**Assignment:**
The answer must consist of every line from the data that holds the string "below".
[[ Information given, beginning ]]
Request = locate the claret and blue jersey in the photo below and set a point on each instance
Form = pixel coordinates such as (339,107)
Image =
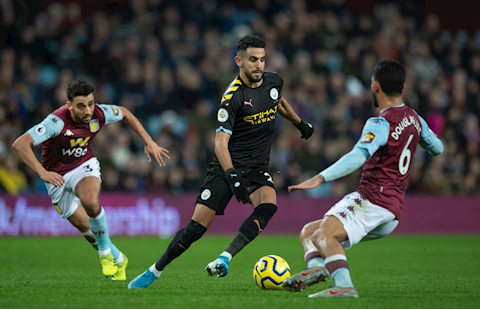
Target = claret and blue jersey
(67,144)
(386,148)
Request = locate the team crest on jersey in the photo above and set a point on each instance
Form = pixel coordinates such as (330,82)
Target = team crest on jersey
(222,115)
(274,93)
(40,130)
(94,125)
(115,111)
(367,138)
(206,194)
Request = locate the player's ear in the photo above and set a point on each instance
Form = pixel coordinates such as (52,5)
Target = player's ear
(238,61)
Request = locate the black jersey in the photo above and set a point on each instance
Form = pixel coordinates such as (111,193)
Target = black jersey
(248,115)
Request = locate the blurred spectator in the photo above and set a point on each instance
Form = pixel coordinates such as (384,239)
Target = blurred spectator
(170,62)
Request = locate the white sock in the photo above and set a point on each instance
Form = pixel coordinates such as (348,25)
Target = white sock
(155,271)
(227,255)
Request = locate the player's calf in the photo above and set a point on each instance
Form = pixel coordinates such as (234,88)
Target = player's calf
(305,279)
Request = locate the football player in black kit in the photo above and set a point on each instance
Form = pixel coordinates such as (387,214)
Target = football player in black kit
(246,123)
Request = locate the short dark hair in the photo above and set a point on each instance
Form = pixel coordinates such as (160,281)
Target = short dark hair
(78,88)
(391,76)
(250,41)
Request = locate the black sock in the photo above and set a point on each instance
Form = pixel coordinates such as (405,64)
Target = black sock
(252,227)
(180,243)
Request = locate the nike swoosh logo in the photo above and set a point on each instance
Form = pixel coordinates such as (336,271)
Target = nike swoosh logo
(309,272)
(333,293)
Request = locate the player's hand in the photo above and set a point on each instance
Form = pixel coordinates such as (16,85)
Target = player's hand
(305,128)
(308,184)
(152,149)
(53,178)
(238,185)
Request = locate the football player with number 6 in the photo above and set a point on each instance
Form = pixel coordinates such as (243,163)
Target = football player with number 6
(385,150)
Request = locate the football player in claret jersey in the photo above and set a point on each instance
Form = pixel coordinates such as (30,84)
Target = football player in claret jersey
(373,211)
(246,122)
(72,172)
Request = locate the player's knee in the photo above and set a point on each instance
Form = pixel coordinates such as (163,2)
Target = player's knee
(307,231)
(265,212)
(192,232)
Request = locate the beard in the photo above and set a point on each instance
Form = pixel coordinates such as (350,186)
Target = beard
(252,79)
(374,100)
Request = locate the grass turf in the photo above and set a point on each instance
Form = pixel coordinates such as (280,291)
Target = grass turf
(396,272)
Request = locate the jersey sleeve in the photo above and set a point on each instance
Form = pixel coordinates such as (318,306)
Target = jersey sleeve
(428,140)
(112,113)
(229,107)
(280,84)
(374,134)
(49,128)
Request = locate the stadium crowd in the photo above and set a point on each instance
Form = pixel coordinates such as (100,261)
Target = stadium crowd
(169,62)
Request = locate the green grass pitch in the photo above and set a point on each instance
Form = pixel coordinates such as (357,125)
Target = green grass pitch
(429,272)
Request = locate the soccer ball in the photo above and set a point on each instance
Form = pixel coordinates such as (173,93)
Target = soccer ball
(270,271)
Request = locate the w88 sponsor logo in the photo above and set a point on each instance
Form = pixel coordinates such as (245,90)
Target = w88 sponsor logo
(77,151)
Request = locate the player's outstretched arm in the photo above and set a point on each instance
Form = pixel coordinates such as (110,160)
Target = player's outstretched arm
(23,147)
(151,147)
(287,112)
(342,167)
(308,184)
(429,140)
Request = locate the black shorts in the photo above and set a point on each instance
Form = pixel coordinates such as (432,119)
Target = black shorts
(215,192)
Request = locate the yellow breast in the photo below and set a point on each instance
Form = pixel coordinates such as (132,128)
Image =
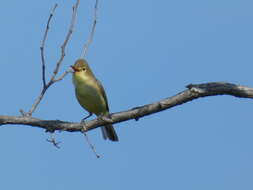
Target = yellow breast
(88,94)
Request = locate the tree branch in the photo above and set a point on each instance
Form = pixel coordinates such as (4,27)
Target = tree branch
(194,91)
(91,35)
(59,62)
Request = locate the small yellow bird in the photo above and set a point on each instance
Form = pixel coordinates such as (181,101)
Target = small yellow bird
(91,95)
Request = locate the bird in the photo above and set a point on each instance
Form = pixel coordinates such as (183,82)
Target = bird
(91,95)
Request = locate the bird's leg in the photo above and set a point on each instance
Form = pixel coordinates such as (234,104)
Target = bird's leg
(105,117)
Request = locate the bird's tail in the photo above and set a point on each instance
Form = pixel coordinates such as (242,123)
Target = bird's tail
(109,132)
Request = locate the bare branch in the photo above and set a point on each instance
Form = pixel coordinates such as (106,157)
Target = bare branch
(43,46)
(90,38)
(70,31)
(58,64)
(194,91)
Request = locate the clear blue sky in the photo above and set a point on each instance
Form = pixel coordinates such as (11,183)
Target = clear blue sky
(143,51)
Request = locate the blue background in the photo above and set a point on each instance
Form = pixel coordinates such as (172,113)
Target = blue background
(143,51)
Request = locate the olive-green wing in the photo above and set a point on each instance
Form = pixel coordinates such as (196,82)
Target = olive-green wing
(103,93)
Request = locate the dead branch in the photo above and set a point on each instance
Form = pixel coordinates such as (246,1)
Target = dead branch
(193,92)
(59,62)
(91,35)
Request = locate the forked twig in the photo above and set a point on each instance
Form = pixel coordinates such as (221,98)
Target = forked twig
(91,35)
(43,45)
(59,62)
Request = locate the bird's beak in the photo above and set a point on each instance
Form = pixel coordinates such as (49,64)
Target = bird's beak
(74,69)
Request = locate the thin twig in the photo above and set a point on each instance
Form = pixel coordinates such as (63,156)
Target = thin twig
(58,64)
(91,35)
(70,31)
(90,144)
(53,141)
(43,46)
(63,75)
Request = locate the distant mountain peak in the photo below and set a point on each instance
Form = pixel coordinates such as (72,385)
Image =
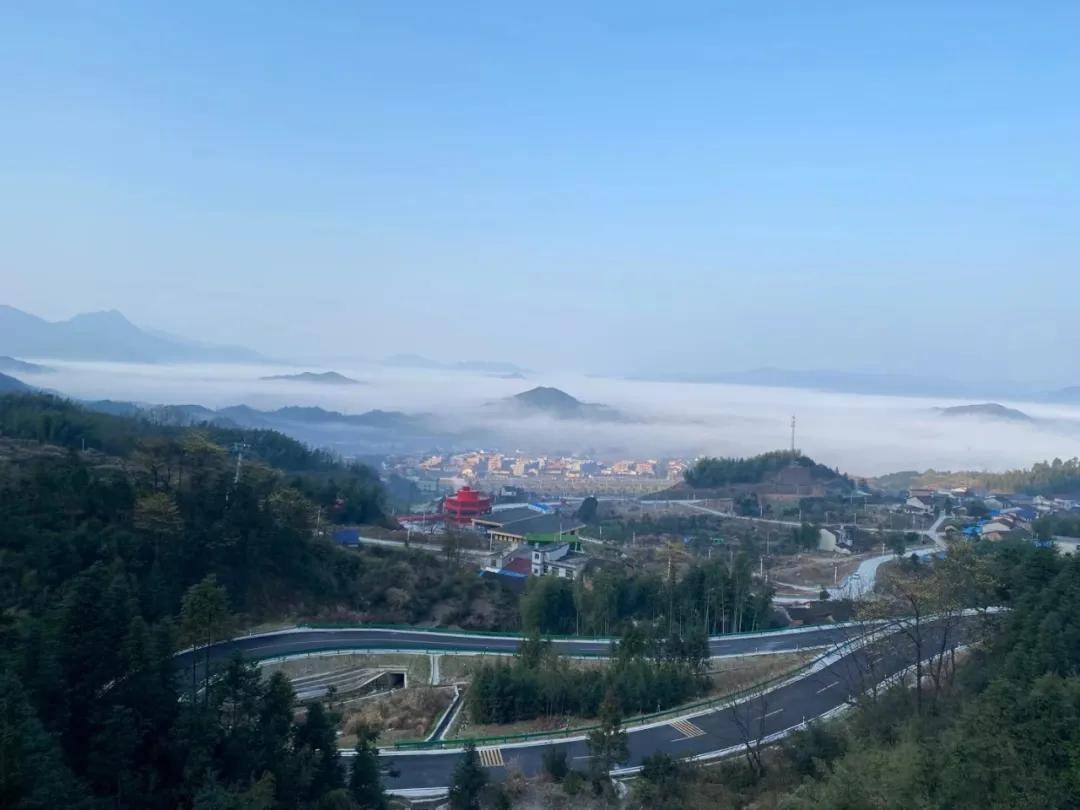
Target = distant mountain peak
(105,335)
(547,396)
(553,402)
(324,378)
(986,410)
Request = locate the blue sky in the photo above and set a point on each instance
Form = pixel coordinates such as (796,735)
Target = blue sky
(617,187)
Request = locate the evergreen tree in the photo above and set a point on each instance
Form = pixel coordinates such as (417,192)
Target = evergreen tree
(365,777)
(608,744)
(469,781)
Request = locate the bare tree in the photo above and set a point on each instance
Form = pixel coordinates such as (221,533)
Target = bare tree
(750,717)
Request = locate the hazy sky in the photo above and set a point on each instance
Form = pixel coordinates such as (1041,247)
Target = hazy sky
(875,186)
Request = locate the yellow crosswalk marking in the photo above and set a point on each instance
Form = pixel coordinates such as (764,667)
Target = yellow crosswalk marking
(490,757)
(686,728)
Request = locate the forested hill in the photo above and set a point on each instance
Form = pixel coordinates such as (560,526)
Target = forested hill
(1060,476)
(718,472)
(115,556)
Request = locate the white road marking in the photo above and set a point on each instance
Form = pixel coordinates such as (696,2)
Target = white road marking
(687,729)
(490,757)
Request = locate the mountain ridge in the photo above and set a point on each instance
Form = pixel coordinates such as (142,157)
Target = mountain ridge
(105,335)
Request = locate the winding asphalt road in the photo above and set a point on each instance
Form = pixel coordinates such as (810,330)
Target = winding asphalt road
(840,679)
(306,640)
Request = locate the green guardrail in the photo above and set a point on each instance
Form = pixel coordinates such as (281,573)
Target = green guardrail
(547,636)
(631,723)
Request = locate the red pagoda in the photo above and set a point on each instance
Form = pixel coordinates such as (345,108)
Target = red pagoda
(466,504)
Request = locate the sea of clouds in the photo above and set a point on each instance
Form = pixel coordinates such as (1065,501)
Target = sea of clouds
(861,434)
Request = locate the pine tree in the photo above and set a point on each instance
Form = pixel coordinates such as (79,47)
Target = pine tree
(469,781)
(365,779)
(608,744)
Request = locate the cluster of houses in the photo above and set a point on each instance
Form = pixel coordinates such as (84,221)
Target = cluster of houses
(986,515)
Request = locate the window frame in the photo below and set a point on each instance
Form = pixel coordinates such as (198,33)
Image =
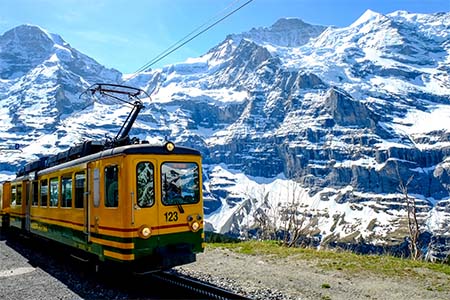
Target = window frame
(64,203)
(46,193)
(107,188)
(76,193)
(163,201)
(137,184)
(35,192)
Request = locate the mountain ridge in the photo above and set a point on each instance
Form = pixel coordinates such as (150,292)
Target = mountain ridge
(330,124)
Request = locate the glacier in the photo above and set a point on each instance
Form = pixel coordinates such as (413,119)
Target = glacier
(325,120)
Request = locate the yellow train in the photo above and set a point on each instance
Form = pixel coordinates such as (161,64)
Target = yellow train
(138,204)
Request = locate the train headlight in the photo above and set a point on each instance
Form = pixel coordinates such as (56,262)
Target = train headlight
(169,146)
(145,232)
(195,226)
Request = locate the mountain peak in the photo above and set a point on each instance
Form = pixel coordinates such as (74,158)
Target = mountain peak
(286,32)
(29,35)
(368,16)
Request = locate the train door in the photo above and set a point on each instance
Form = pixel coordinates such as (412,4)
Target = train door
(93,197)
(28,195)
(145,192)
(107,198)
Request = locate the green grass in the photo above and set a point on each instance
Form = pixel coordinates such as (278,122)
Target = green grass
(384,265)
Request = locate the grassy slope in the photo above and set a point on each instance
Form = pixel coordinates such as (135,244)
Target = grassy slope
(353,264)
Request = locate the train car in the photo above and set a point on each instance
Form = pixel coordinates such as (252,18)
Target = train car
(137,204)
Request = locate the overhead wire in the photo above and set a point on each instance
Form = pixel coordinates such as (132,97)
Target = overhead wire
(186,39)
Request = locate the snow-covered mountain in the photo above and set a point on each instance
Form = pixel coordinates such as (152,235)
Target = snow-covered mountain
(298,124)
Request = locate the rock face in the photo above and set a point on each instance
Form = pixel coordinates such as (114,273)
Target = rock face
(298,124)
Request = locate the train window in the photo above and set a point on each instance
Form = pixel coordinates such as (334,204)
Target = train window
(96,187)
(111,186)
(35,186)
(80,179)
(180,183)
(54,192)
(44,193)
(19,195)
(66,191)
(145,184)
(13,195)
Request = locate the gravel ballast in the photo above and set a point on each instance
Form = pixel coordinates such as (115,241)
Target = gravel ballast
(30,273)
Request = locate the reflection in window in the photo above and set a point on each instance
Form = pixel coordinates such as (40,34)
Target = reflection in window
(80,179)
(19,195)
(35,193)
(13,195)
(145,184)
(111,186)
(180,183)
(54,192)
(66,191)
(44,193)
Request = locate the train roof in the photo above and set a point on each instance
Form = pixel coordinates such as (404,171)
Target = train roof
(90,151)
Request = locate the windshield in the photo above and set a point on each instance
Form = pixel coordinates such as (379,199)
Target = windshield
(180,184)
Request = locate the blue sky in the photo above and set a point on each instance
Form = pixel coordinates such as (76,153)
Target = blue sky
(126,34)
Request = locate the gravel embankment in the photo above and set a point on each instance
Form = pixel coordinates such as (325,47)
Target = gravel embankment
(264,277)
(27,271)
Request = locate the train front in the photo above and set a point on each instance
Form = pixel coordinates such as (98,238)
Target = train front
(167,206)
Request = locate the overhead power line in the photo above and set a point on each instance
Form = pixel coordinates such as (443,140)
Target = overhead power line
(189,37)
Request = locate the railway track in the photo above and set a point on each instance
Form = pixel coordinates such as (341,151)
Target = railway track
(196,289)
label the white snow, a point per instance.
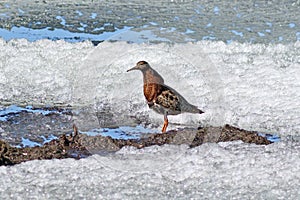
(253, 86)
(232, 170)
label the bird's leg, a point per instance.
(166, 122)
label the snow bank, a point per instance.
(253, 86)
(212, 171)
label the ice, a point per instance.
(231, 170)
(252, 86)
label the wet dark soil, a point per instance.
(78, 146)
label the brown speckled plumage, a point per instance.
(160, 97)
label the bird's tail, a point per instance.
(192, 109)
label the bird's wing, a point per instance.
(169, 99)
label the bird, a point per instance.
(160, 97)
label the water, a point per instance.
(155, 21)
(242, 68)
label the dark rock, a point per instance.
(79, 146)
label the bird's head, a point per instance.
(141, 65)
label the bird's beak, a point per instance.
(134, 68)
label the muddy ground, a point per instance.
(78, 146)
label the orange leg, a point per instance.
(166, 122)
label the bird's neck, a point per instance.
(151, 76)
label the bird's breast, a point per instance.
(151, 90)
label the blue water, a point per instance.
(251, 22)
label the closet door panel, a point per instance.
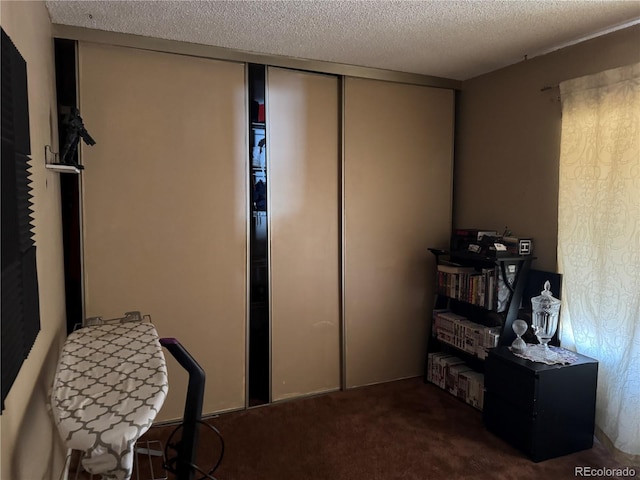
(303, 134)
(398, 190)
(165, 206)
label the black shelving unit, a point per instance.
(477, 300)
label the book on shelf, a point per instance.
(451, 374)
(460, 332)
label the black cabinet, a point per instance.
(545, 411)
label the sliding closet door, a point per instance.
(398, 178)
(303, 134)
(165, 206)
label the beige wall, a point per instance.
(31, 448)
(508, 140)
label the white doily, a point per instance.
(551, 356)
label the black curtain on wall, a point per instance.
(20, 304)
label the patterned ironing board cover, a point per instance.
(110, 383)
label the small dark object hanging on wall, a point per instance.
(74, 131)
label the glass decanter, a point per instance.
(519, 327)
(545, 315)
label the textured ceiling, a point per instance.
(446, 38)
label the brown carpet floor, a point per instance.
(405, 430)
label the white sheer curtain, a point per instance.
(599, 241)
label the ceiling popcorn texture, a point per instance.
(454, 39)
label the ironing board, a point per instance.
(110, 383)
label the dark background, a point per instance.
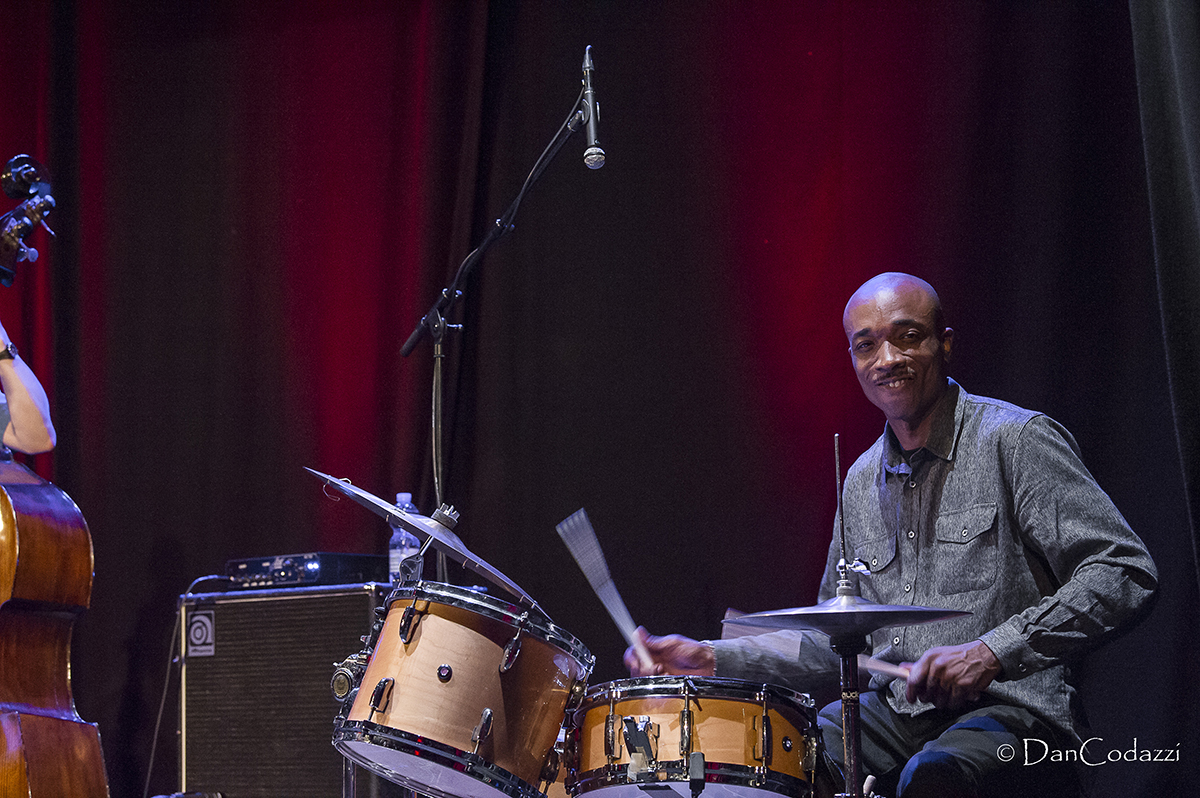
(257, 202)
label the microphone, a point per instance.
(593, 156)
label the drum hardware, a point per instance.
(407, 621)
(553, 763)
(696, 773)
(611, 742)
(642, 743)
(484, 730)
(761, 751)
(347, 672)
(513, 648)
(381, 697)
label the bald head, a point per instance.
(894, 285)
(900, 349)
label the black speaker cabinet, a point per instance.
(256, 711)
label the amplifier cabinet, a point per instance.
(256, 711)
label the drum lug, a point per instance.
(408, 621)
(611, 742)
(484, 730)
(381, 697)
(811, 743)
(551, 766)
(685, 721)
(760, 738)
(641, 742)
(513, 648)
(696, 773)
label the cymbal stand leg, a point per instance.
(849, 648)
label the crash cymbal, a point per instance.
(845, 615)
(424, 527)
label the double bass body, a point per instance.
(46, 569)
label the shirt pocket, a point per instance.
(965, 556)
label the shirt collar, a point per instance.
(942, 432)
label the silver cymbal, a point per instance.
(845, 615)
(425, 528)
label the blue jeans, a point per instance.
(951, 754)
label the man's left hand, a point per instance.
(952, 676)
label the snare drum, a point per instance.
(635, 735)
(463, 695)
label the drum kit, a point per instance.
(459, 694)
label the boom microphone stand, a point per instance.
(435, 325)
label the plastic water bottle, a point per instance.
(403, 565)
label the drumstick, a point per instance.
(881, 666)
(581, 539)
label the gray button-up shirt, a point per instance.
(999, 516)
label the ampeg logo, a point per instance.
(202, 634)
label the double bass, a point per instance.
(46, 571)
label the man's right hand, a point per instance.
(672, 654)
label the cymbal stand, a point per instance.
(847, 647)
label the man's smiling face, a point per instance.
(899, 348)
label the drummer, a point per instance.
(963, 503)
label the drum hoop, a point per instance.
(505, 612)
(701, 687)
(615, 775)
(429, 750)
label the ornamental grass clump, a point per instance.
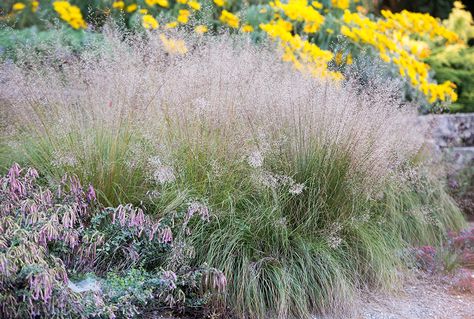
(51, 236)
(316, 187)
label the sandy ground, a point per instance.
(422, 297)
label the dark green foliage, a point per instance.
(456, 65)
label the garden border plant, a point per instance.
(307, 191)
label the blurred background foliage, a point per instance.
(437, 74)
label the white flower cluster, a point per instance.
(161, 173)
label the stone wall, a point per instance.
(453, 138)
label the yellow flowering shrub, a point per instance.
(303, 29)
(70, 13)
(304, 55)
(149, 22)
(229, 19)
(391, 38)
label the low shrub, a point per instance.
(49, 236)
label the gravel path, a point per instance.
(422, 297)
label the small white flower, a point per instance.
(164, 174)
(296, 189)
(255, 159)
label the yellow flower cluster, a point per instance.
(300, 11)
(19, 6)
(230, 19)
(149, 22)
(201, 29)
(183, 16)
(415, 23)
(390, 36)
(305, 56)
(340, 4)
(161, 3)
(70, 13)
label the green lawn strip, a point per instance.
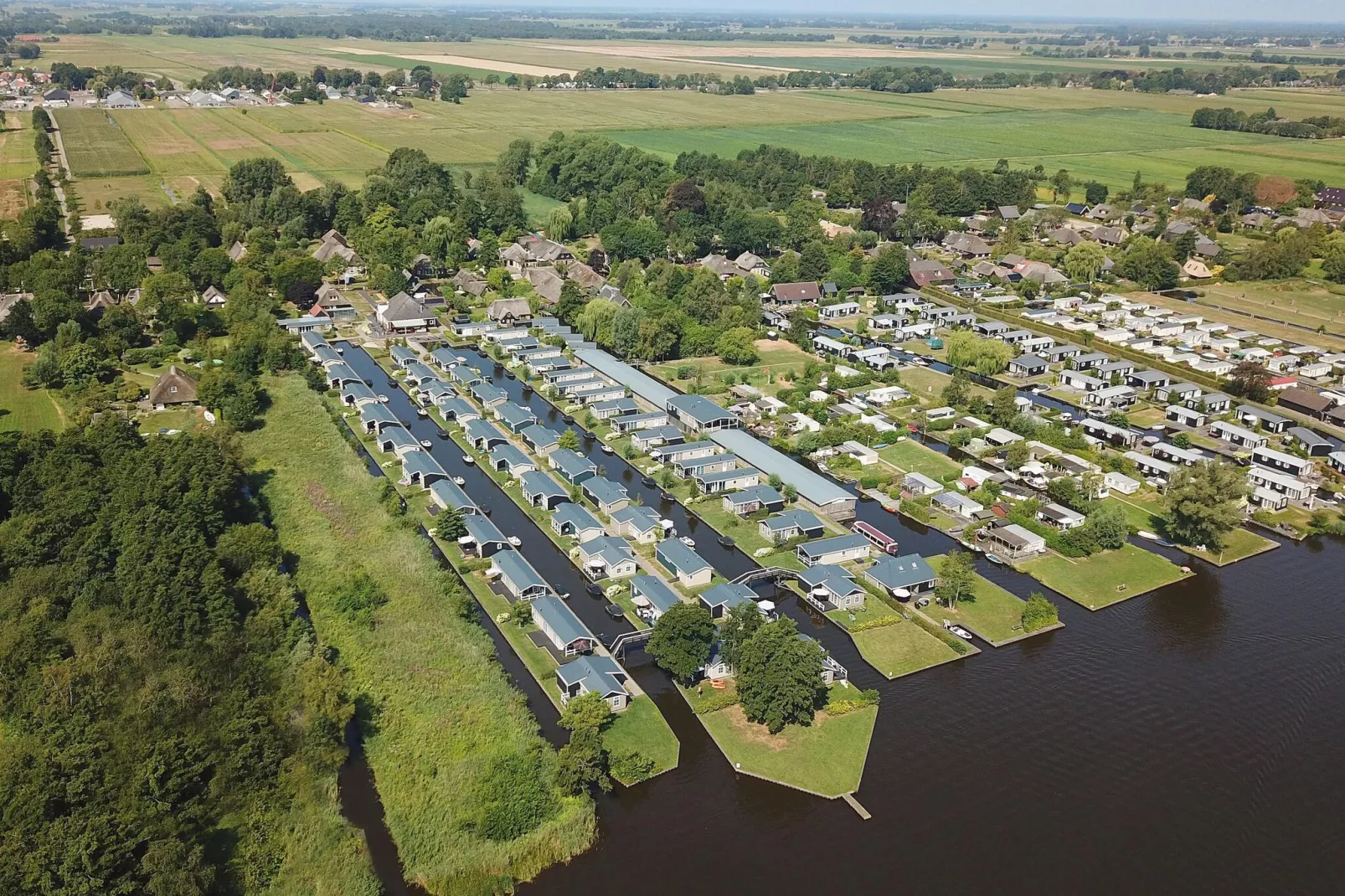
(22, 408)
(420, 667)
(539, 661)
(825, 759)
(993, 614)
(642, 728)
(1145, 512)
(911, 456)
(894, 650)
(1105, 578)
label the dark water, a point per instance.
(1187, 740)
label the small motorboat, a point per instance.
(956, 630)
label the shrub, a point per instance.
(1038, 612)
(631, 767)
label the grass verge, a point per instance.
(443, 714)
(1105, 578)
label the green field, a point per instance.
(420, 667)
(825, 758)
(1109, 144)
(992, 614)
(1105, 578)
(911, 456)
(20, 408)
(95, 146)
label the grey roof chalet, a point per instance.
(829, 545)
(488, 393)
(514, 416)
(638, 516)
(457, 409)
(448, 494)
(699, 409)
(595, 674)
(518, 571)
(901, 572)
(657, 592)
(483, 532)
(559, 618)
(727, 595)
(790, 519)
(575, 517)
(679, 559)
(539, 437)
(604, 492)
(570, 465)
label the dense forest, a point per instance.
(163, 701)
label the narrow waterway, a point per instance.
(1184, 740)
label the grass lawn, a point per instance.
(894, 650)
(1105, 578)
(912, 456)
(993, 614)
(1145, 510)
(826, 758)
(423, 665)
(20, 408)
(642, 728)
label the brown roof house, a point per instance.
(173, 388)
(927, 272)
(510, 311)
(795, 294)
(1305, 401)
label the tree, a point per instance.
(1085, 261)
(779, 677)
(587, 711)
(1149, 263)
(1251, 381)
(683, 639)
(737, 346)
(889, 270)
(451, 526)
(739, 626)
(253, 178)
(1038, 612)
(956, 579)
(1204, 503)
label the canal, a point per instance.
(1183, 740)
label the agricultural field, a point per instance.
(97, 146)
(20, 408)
[[ Information given, end ]]
**Answer to this exercise:**
Request = locate the claret and blue jersey in the photo below and set a point on each instance
Request = locate the yellow breast in the photo below and set a point on each instance
Request = locate the distant mountain peak in the photo below and set a point on each instance
Request = locate the window frame in the photo below and set a point on each instance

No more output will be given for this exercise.